ЧТО НУЖНО СДЕЛАТЬ: Пожалуйста, прочитайте отрывок ниже и ответьте: что, по ее словам, она вспомнит о людях в комнате, если всё же их увидит?

ИСХОДНЫЙ ОТРЫВОК:
________________________________________

Я спросил ее, что будет, если в комнате находятся люди. Она ответила:
«Наверное, я их даже не увижу, а если и увижу, то вспомню только цвет их одежды, а не то, как они выглядели, и как их звали».
Ее мир состоит из форм, предметов, пространства и множества цветовых оттенков. Другие аспекты этого мира можно припомнить, но они представляют мало интереса. Другая распространенная жалоба таких людей состоит в том, что их собственные жесты и манеры никак не связаны с тем, что они говорят. С другой стороны, они не могут понять смысла жестов других людей.

________________________________________

ПОКАЗАННЫЕ ДАННЫЕ:
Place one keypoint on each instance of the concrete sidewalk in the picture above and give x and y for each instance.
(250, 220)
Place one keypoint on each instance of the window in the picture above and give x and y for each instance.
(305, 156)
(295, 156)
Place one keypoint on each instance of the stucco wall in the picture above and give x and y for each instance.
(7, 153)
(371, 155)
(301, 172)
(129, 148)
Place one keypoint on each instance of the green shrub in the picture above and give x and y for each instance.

________________________________________

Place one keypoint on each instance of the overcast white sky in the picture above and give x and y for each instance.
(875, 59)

________________________________________

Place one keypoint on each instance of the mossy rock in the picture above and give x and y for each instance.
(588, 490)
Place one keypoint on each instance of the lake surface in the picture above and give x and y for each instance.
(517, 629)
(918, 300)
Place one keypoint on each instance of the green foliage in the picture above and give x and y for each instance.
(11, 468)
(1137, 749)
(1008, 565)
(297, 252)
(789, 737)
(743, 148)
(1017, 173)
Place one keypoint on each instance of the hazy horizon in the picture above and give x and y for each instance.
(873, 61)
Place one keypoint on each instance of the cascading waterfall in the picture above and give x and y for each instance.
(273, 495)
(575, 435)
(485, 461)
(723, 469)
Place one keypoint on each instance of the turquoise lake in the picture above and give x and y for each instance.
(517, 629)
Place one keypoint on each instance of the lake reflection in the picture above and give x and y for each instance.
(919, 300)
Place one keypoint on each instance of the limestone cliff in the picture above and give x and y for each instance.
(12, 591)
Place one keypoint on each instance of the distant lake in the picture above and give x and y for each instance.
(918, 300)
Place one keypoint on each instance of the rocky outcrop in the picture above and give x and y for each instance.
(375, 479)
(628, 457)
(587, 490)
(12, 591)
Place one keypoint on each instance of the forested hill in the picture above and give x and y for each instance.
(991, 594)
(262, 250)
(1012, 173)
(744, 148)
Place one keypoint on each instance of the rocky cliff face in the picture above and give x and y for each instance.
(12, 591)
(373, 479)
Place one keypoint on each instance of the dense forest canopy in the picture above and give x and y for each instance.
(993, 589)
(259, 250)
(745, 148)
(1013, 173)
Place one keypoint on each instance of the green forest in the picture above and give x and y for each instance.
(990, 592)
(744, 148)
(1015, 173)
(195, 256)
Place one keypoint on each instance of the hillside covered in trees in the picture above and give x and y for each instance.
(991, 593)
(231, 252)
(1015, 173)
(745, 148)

________________________________________

ОТВЕТ: Только цвет их одежды, а не то, как они выглядели и как их звали.